■ Requirement ■
Rewrite the data below as a numbered list, one line per item, and leave out the blank lines.

■ Input data ■
◇ ◇ ◇ ◇ ◇

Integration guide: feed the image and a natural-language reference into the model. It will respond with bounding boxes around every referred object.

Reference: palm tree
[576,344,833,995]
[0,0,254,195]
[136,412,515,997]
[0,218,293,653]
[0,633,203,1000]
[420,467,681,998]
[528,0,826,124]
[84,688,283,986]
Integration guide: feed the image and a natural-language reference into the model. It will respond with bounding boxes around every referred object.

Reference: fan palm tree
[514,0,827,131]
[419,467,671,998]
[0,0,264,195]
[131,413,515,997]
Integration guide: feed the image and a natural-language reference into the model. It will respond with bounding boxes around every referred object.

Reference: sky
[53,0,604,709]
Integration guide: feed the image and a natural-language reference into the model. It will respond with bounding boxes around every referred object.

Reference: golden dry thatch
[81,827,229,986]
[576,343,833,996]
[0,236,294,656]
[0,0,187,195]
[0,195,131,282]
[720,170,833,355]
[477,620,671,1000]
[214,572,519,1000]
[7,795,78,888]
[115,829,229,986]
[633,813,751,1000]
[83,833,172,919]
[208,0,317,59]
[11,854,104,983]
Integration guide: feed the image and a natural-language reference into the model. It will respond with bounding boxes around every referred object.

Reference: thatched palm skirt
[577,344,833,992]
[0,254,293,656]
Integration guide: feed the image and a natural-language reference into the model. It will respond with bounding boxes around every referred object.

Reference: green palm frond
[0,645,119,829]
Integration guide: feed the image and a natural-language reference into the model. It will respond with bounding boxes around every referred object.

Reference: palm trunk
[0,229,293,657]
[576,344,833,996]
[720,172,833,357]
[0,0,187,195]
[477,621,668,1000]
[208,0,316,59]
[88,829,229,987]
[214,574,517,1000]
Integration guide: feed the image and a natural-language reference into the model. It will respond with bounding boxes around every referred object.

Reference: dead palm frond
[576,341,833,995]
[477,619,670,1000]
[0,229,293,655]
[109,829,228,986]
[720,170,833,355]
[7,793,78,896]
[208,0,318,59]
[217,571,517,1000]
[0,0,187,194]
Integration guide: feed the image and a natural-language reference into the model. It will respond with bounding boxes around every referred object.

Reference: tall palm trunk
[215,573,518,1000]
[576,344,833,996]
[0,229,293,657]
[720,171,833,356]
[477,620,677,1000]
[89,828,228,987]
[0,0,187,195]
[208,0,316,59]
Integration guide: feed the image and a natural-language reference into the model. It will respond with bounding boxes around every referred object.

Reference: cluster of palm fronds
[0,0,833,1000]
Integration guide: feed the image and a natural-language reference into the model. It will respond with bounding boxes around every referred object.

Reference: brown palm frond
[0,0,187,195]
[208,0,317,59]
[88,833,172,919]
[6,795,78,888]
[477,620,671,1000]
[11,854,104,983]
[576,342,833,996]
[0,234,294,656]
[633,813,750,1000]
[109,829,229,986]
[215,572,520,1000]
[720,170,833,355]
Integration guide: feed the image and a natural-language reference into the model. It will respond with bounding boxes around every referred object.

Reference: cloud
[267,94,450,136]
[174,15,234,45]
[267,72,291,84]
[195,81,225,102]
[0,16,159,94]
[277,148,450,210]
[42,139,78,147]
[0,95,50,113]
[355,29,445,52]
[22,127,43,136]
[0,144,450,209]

◇ ◇ ◇ ◇ ◇

■ Reply to the task ■
1. Integration guide: feed the image and a natural-language reference into the model. It will respond with bounding boxes around every referred object.
2. Reference: palm tree
3. [576,344,833,995]
4. [0,0,254,195]
5. [136,412,515,997]
6. [0,218,293,653]
7. [0,633,203,1000]
8. [420,467,681,998]
9. [528,0,826,124]
10. [84,688,283,986]
11. Integration guide: feed the image and a natural-language reference into the model. It will respond with bounding boxes around every referred object.
12. Reference: fan palm tree
13. [514,0,827,131]
14. [419,467,671,998]
15. [0,0,264,195]
16. [131,413,515,997]
17. Integration guide: feed the image and a natural-language reference into the model. It will respond with bounding boxes around every referred object.
18. Reference: sky
19. [53,0,604,709]
20. Integration guide: feed the image and a natural-language reference into the model. It will respond with bounding boxes around every referred object.
21. Reference: golden dry thatch
22. [81,827,229,986]
23. [576,343,833,996]
24. [0,236,294,656]
25. [0,0,187,195]
26. [0,195,131,282]
27. [720,170,833,355]
28. [477,620,671,1000]
29. [214,572,519,1000]
30. [7,795,78,888]
31. [115,829,229,986]
32. [633,813,751,1000]
33. [83,833,172,919]
34. [208,0,317,59]
35. [11,854,104,983]
36. Integration guide: feed the image and a natural-language reference into the model. It will respond with bounding boxes around every referred object.
37. Reference: thatched palm skirt
38. [577,344,833,992]
39. [0,254,293,656]
40. Integration guide: feed the image and a natural-language reference into the model. It will respond with bounding boxes around every referred object.
41. Reference: green palm frond
42. [0,645,119,829]
43. Integration guide: feed the image and a natural-language reference into the model. It will respond with bounding boxes around every referred object.
44. Reference: palm trunk
45. [0,229,293,657]
46. [576,344,833,996]
47. [720,172,833,357]
48. [0,0,187,195]
49. [477,621,668,1000]
50. [208,0,316,59]
51. [88,829,229,987]
52. [214,574,517,1000]
53. Integration guide: feed the image and a natural-language reference into the model. It will respond with bounding boxes around every referred object.
54. Reference: dead palm frond
55. [576,341,833,995]
56. [477,619,670,1000]
57. [0,229,293,655]
58. [109,829,228,986]
59. [720,170,833,355]
60. [7,793,78,896]
61. [208,0,318,59]
62. [217,571,517,1000]
63. [0,0,187,194]
64. Integration guide: feed the image and a natural-language reference into the model. It will respond with bounding boxes around every referred object.
65. Reference: tall palm trunk
66. [215,573,518,1000]
67. [576,344,833,996]
68. [0,229,293,657]
69. [720,171,833,356]
70. [477,620,677,1000]
71. [89,828,228,987]
72. [0,0,187,195]
73. [208,0,316,59]
74. Integration guide: feed the image and a natural-language reference into the model. It will respond with bounding boxes around every referred object.
75. Reference: cluster of palm fronds
76. [0,0,833,1000]
77. Integration guide: feed the image and a natural-language reference into the model. It will respond with bounding boxes around every referred object.
78. Reference: brown palm frond
79. [0,0,187,195]
80. [208,0,317,59]
81. [88,833,172,919]
82. [6,795,78,888]
83. [477,620,671,1000]
84. [11,854,104,983]
85. [576,342,833,996]
86. [0,234,294,656]
87. [633,813,750,1000]
88. [109,829,229,986]
89. [215,572,520,1000]
90. [720,170,833,355]
91. Integration guide: feed the image and a natural-language reference into the model. It will respond with bounding boxes around every referred object.
92. Reference: cloud
93. [267,94,450,136]
94. [174,15,234,45]
95. [267,72,291,84]
96. [195,81,225,102]
97. [0,16,159,94]
98. [277,148,450,210]
99. [42,139,78,147]
100. [0,95,50,113]
101. [355,29,445,52]
102. [22,127,43,136]
103. [0,144,450,209]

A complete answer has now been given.